* start Provided material *
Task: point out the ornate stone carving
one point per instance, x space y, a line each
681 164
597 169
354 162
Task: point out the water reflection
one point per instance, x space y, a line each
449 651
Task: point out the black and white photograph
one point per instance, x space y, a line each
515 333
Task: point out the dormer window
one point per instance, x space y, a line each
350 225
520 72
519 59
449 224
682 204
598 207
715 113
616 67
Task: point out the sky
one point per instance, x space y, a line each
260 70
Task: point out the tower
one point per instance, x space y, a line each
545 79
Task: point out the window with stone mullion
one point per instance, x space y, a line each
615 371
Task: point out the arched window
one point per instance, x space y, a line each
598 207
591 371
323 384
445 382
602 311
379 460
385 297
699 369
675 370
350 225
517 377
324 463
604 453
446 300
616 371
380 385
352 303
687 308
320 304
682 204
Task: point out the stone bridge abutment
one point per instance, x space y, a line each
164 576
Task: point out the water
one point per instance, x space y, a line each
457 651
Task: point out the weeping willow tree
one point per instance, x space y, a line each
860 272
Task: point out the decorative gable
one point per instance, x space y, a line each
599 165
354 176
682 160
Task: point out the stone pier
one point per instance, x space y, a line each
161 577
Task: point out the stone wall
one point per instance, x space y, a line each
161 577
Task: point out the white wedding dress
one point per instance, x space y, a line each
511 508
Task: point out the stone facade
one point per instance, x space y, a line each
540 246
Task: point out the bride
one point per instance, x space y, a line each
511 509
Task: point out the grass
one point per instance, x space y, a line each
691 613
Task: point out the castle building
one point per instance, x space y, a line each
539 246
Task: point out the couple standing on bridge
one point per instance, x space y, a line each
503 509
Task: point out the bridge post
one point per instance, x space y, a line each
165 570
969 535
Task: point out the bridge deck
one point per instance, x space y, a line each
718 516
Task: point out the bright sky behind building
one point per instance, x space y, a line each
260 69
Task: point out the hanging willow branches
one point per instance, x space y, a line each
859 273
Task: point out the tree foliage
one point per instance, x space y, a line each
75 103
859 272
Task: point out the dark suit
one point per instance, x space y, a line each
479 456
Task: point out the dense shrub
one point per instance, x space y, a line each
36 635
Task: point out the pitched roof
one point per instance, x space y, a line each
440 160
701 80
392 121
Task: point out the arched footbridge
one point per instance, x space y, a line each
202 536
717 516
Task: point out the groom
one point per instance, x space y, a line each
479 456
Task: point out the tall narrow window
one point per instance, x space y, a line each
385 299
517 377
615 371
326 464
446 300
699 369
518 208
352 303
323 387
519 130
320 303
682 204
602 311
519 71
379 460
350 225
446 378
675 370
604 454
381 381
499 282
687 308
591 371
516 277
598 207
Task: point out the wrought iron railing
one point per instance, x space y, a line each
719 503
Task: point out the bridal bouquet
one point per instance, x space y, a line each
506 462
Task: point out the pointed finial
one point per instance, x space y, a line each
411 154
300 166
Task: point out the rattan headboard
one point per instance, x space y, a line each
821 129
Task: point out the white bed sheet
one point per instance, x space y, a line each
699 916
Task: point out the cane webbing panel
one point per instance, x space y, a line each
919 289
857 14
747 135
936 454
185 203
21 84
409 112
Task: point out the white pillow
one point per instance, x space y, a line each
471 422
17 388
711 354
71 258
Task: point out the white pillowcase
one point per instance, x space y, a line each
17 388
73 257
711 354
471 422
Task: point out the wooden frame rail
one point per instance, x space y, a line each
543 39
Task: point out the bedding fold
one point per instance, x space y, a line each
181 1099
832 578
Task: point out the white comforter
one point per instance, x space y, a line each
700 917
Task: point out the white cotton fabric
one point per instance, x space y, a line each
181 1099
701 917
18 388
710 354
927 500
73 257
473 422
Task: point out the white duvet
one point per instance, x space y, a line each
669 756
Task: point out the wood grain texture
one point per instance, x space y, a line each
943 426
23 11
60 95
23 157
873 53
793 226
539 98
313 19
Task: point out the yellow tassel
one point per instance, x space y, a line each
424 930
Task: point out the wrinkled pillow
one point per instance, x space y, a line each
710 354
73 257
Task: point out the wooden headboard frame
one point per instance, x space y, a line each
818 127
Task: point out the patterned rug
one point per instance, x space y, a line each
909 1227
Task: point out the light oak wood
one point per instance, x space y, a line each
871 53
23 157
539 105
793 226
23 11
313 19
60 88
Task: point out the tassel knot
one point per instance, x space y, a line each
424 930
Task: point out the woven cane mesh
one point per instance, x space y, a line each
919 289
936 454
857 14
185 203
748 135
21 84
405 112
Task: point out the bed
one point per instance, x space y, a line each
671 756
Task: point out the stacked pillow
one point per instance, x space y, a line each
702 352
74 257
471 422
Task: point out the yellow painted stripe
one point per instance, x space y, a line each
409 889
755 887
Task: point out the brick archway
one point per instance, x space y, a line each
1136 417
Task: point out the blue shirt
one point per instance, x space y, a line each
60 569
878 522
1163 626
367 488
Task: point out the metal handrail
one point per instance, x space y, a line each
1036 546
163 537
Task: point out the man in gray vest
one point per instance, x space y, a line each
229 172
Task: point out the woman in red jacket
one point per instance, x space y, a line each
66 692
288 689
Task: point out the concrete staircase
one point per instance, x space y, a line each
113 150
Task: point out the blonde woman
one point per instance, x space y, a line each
* end Provided material *
> _Exercise task_
Your task is to extract the lines running from the one with "Task: point out the blue shirt" to the end of the material, inclusive, copying each exactly and adding nothing.

> _Final result_
Task: point out the blue shirt
one point per instance, x space y, a line each
60 569
878 522
1163 626
367 488
Task: point out the metal handrail
one point per instance, x space y, a line each
1036 546
163 537
Task: point out the man in gray vest
one point per instance, x space y, a line each
229 172
Task: point out the woman in red jacket
one point per instance, x space y, a line each
66 692
288 689
Task: point out the concrete staircase
one point per instance, x space y, a line each
113 150
Task: point out the blonde woman
one point per instance, x space y, a line each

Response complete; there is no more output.